EXERCISE REQUIREMENTS →
Taking the listing below, restate word for word each line from the line with "Target: neck" to the line with "Identify the smiling teeth", ends included, and stop there.

EXCERPTED RECORDS →
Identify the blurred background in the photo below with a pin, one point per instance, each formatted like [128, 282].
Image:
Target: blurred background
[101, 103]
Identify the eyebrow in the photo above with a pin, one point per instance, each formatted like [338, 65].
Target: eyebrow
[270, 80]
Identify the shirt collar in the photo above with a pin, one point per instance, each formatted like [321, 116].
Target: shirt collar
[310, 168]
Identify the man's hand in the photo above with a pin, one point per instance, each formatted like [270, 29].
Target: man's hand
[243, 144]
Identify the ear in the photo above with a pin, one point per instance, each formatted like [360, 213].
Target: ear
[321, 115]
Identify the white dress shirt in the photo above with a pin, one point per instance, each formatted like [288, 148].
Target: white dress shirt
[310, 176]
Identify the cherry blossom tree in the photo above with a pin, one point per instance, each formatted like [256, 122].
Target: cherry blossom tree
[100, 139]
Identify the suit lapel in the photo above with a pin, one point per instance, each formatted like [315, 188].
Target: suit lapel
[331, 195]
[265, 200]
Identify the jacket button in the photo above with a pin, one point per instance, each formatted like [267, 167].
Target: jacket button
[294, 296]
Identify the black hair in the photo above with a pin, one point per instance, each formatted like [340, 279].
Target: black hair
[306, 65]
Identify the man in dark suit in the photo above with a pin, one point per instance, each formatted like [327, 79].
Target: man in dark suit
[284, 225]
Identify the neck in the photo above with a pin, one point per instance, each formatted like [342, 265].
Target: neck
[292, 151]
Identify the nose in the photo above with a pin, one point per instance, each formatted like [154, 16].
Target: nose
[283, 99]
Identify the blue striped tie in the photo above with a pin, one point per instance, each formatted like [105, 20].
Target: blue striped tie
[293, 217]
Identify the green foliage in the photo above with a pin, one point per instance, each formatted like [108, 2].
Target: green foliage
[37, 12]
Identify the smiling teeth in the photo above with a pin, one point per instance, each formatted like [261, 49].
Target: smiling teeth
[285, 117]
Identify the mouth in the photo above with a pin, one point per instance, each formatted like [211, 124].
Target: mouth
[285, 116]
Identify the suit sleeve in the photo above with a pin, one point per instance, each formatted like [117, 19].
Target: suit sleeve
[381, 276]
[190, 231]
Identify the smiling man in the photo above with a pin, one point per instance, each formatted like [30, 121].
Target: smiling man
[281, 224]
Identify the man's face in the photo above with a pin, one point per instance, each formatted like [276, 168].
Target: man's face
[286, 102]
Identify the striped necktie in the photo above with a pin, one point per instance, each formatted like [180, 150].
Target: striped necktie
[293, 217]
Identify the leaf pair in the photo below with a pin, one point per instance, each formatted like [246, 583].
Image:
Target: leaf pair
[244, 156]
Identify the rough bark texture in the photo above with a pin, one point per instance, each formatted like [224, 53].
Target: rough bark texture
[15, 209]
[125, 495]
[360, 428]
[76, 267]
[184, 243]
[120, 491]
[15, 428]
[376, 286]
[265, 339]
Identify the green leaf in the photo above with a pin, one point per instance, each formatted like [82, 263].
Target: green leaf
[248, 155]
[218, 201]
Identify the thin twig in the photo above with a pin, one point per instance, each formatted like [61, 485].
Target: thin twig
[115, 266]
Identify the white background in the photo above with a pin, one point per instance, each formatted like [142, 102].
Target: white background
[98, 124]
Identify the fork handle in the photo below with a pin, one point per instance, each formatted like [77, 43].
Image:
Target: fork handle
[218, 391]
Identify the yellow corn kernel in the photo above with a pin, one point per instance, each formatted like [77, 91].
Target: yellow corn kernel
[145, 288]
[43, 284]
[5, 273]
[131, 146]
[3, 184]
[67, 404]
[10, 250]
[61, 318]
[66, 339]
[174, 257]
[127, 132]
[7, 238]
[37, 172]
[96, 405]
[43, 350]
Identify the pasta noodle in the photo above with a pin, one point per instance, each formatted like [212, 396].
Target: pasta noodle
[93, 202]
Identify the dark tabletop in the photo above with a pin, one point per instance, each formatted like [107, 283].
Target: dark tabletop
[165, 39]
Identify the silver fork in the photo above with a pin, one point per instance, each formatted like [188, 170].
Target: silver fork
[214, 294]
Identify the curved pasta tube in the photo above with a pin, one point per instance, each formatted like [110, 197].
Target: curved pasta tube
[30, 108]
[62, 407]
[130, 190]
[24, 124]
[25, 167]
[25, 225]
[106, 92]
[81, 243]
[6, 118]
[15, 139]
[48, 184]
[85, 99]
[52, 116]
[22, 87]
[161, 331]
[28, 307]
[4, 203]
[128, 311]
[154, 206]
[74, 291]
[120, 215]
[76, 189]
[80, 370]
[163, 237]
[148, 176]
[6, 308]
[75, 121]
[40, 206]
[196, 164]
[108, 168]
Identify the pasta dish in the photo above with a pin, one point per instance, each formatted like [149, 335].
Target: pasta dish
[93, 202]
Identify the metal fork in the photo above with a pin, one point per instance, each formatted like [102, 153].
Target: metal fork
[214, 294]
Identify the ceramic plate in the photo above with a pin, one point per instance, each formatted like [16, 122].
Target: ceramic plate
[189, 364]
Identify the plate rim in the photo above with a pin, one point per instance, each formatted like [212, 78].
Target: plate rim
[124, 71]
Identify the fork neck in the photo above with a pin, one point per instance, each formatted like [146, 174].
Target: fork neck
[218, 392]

WRITTEN REPLY →
Target: neck
[292, 151]
Identify the nose in the photo above with a pin, one point per instance, each formatted like [154, 16].
Target: nose
[283, 99]
Identify the blue striped tie in the photo above with a pin, one point per instance, each formatted like [105, 20].
Target: blue striped tie
[293, 217]
Identify the green foliage in the photo above with a pin, one point per instance, each formatted like [108, 2].
Target: green foliage
[37, 12]
Identify the smiling teeth in the photo above with a pin, one point per instance, each formatted like [261, 49].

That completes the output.